> **WRITTEN REQUEST**
Reproduce the entries below in full, substituting "free-text query" for every occurrence of "natural-language query" and leaving all other text unchanged.

> **GIVEN DATA**
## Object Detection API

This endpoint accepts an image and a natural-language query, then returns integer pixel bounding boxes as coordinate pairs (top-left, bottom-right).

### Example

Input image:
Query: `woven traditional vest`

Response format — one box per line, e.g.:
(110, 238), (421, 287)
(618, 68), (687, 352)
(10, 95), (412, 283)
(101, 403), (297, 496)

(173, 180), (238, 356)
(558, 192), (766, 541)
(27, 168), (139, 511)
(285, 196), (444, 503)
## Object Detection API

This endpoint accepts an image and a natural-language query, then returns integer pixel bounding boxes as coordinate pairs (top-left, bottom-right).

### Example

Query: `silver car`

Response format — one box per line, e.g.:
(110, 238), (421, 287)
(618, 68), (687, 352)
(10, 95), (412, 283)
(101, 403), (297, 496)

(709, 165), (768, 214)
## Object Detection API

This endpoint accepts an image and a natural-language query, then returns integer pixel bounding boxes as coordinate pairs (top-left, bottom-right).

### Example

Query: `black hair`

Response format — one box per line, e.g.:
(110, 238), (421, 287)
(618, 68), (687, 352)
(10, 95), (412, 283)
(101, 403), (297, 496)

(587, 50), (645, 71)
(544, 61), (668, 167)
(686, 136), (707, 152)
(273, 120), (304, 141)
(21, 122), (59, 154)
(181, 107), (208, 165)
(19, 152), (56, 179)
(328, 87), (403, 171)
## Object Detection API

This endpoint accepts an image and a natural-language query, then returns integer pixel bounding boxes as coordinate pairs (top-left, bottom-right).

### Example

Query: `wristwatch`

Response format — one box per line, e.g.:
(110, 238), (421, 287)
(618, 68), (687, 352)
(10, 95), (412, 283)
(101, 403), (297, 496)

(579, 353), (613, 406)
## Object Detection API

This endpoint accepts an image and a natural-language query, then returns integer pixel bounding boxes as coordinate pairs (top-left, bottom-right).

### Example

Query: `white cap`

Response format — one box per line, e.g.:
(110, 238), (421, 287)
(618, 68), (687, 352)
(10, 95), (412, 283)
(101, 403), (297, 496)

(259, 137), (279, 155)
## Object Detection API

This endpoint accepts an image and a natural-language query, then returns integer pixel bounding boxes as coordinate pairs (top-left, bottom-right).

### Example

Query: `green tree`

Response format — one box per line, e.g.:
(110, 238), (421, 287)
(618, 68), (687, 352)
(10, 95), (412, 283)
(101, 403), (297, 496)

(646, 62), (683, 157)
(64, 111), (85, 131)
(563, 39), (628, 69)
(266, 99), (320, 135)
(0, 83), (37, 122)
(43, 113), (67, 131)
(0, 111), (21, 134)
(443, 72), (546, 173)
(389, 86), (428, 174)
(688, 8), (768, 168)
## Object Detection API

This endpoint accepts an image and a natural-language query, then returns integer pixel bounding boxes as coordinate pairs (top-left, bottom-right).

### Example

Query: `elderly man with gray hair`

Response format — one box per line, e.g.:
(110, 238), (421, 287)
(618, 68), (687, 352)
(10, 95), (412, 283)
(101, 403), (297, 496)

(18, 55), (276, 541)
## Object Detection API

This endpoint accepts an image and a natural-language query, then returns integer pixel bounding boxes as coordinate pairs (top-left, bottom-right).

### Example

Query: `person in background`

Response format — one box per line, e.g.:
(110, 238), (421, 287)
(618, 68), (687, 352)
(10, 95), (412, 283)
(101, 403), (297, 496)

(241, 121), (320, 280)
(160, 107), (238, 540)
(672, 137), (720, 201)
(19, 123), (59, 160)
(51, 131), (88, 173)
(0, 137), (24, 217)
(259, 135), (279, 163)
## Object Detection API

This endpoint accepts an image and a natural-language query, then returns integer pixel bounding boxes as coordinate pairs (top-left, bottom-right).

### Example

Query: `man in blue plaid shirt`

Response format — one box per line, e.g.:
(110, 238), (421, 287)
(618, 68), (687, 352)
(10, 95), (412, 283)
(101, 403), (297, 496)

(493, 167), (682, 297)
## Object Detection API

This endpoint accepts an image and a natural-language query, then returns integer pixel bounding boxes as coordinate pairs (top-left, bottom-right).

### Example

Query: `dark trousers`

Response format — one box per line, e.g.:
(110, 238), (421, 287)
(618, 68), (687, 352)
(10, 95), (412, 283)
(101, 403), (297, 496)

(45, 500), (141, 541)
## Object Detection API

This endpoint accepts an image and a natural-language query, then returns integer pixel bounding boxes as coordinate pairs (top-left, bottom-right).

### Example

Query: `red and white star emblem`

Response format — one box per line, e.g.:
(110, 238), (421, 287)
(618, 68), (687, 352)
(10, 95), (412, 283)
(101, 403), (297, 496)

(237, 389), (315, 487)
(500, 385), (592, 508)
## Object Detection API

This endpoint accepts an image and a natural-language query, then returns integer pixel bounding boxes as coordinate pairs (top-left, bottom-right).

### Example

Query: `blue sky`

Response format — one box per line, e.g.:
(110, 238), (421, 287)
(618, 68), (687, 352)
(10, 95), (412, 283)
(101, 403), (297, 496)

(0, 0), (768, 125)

> **TASK OUTPUT**
## Object Detection API

This endpoint accepts an image and a free-text query, then returns integer pixel bounding boxes as coordinate pairs (top-left, bottom-right).

### Example

Input image:
Query: `woven traditional vest`

Response format — one box per line, e.g.:
(110, 238), (421, 287)
(618, 68), (687, 352)
(10, 95), (412, 283)
(101, 403), (297, 496)

(173, 180), (238, 356)
(558, 192), (766, 541)
(27, 168), (139, 511)
(285, 196), (444, 503)
## Object Detection API

This endpoint accepts an image and a free-text query, then returns integer pixel bounding boxes as coordinate pairs (top-left, bottom-right).

### Example

Query: `silver car`

Response format — one box per line, e.g.:
(110, 238), (421, 287)
(618, 68), (687, 352)
(10, 95), (412, 283)
(101, 403), (297, 496)

(709, 165), (768, 214)
## Object Detection API

This endpoint accepts an image and a free-text query, then returns integer pixel bounding boxes as coordinate pairs (top-left, bottom-right).

### Example

Query: `black hair`

Response format — one box per line, e.g.:
(110, 238), (421, 287)
(618, 68), (687, 352)
(10, 95), (412, 283)
(101, 403), (297, 496)

(587, 50), (645, 71)
(544, 61), (668, 167)
(686, 136), (707, 152)
(273, 120), (304, 141)
(21, 122), (59, 154)
(181, 107), (208, 165)
(19, 152), (56, 179)
(328, 87), (403, 171)
## Object Detection API

This endpoint accepts an image and a free-text query, then returns integer pixel bounding boxes as coordinate pairs (top-left, bottom-right).

### Example

Query: `wristwatch`

Response format — one box per line, e.g.:
(110, 238), (421, 287)
(618, 68), (687, 352)
(10, 95), (412, 283)
(101, 403), (297, 496)

(579, 353), (613, 406)
## Object Detection API

This endpoint accepts an image and a free-text query, then returns integer pixel bounding boxes as coordinate pairs (top-left, bottom-right).

### Example

Query: `white cap`

Response format — one box per line, e.g.:
(110, 238), (421, 287)
(618, 68), (687, 352)
(10, 95), (412, 283)
(101, 403), (297, 496)

(259, 137), (279, 155)
## Object Detection API

This endpoint accepts an image and a free-text query, then returns integer pixel bounding boxes as coordinate pairs (top-left, bottom-right).

### Example

Query: `green tree`

Response format — one box per line, e.g.:
(110, 238), (421, 287)
(618, 68), (687, 352)
(10, 95), (412, 283)
(101, 403), (297, 496)

(646, 62), (683, 157)
(64, 111), (85, 131)
(563, 39), (628, 69)
(266, 99), (320, 135)
(0, 83), (37, 122)
(43, 113), (67, 131)
(0, 111), (21, 134)
(443, 72), (546, 173)
(389, 86), (428, 174)
(688, 8), (768, 168)
## Object Detection API

This endpoint accepts an image and a free-text query, then returns integer pixel bounding boxes as coordinate pairs (top-left, bottom-right).

### Example

Query: `elderly man with gray hair`

Response format — one box per line, e.g.:
(110, 238), (421, 287)
(618, 68), (687, 352)
(10, 95), (412, 283)
(101, 403), (297, 496)

(18, 55), (276, 541)
## Object Detection API

This endpoint accepts an image and a free-text query, then returns integer pixel bounding boxes as coordinate pairs (top-left, bottom-right).

### Example

Query: `person in background`

Response format — one box per line, e.g.:
(110, 238), (421, 287)
(618, 68), (687, 352)
(10, 95), (412, 283)
(101, 403), (297, 496)

(241, 121), (320, 280)
(160, 107), (238, 540)
(672, 137), (720, 201)
(19, 123), (59, 160)
(51, 131), (88, 173)
(0, 137), (24, 217)
(259, 135), (279, 163)
## Object Detection API

This endpoint accepts an image and a free-text query, then returns integer pixel bounding boxes as coordinate pairs (top-left, bottom-right).

### Example

Query: `man in blue plaid shirt`

Response format — one box per line, e.g.:
(110, 238), (421, 287)
(618, 68), (687, 352)
(10, 95), (412, 283)
(101, 403), (297, 496)

(493, 167), (682, 297)
## Object Detection API

This endpoint accepts an image and a free-text query, then returns integer pixel bounding boxes as coordinate pairs (top-left, bottom-right).

### Example

Query: `dark trousers`

Response format — one box per line, e.g.:
(110, 238), (421, 287)
(618, 68), (687, 352)
(10, 95), (412, 283)
(101, 403), (297, 496)

(45, 500), (141, 541)
## Object Detection API

This endpoint accepts an image and a free-text query, then returns integer pixel bounding boxes as coordinate pairs (top-left, bottom-right).

### Example

Query: `red and white star emblem`

Response format — one box per line, e.g.:
(110, 238), (421, 287)
(618, 68), (687, 352)
(10, 95), (412, 283)
(101, 403), (297, 496)

(237, 389), (315, 487)
(500, 385), (592, 508)
## Object Detection API

This endpoint accepts an image and a free-text query, then returns integer pixel bounding boxes as coordinate pairs (top-left, bottom-right).

### Example

Query: `blue sky`

Response format — one box per line, e.g.:
(110, 238), (421, 287)
(618, 68), (687, 352)
(10, 95), (412, 283)
(101, 403), (297, 496)

(0, 0), (768, 125)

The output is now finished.